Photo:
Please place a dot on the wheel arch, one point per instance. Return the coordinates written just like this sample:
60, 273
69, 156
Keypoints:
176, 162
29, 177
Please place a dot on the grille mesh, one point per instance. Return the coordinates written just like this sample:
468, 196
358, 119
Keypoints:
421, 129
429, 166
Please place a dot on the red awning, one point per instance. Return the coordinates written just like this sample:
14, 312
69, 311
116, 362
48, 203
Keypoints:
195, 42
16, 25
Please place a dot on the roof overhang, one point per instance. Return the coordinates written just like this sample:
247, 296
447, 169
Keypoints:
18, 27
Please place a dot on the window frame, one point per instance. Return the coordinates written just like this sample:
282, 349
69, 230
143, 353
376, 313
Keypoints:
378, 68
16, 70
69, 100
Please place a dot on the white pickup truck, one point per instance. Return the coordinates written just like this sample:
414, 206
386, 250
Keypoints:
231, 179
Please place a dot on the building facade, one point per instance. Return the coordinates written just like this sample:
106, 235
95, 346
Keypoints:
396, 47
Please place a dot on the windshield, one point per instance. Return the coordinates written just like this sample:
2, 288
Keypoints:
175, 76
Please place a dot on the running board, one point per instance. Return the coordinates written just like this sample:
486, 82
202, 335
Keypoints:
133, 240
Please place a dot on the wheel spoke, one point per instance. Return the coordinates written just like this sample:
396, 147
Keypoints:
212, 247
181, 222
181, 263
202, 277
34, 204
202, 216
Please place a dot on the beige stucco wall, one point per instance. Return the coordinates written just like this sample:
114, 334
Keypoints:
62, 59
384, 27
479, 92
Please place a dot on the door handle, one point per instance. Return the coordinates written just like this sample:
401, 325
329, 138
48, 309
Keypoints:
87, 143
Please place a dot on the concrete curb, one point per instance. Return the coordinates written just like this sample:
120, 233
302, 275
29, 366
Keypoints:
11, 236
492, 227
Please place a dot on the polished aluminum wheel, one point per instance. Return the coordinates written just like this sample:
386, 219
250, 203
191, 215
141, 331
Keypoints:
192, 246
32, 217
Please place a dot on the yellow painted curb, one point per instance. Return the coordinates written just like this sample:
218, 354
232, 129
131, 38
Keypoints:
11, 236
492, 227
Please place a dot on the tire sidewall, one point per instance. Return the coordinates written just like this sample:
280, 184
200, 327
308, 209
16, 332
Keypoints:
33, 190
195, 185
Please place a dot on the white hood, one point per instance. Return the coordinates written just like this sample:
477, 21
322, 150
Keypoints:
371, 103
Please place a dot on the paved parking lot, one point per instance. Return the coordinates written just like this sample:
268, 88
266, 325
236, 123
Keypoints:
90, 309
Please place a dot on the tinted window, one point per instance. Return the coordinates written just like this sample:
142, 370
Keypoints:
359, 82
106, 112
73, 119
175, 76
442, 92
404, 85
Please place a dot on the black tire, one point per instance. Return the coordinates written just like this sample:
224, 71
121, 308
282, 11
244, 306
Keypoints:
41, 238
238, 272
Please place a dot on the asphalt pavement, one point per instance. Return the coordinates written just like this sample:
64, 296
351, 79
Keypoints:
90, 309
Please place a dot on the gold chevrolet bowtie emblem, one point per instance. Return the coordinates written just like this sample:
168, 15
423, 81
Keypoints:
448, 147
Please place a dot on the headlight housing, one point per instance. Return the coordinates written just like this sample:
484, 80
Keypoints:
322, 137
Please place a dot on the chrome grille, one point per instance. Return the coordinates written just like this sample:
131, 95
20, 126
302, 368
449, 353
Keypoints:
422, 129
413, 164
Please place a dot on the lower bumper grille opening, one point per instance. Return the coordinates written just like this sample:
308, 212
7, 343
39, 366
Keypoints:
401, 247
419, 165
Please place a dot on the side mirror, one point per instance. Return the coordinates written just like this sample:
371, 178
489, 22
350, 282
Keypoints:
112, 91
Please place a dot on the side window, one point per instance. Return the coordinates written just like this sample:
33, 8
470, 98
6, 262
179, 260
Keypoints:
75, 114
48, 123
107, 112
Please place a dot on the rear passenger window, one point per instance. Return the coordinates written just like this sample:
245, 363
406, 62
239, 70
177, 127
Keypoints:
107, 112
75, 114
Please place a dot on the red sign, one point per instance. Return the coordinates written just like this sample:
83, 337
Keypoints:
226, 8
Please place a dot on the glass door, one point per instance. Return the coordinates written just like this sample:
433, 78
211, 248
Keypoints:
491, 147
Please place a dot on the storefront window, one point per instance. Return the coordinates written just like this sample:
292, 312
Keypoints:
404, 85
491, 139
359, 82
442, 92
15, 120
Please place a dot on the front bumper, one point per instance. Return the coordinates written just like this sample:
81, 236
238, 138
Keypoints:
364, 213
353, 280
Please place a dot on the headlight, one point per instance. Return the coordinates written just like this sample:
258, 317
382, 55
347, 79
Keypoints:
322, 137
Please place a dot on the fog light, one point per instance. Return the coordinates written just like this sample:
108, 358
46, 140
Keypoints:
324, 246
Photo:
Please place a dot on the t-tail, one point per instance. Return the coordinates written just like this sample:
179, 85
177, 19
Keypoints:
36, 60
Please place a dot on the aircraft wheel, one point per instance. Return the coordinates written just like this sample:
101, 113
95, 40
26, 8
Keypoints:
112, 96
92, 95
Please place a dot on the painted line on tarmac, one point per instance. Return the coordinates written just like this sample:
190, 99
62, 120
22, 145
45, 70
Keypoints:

————————

Identify the lines above with the word "painted". Copy them.

• [ANSWER]
Please place a dot on the yellow painted curb, one point per instance. Return the coordinates written just like this sample:
Please place a dot on the painted line on tarmac, one point per instance. Return the coordinates written just like this sample:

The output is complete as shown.